▶ _Extrait_:
##############################

Vu la procédure suivante :

Procédure contentieuse antérieure

M. B... A... a demandé au tribunal administratif de Lyon de prononcer la réduction des cotisations primitives d'impôt sur le revenu auxquelles il a été assujetti au titre de l'année 2019, à hauteur de 39 402 euros correspondant au montant total de la reprise du crédit d'impôt modernisation du recouvrement (CIMR) dont il avait bénéficié au titre de l'année 2018 ou, subsidiairement et à tout le moins, à hauteur de 21 350 euros correspondant à une minoration de cette reprise.

Par un jugement n° 2007532 du 12 avril 2022, le tribunal administratif de Lyon a rejeté sa demande.

##############################

▶ _Détails de l'exercice_: Rédigez la suite de l'extrait consacré au contentieux fiscal ci-dessus, en commençant après sa dernière phrase.

▶ _Lignes de données_:

##############################

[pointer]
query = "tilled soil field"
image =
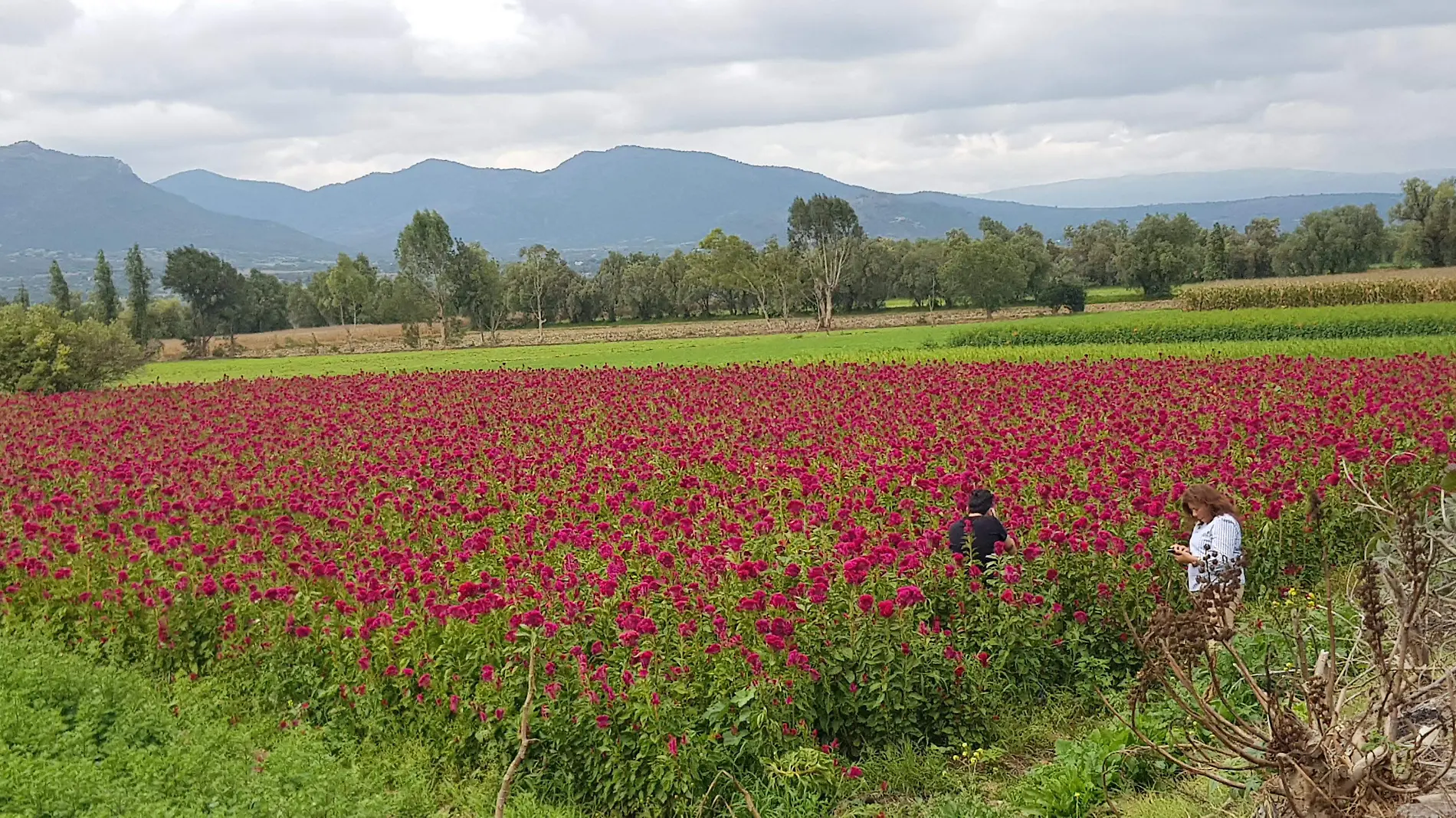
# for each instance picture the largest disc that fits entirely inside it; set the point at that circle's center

##############################

▶ _Réponse attendue_:
Procédure devant la cour

Par une requête enregistrée le 18 mai 2022, M. A..., représenté par le cabinet CGC Avocats, demande à la cour :

1°) d'annuler ce jugement du tribunal administratif de Lyon du 12 avril 2022 ;

2°) de prononcer, à titre principal, la réduction des cotisations d'impôt sur le revenu auxquelles il a été assujetti au titre de l'année 2019, à hauteur de 39 402 euros ou, subsidiairement, à hauteur de 21 350 euros ;

3°) de mettre à la charge de l'Etat une somme de 4 000 euros au titre de l'article L. 761-1 du code de justice administrative.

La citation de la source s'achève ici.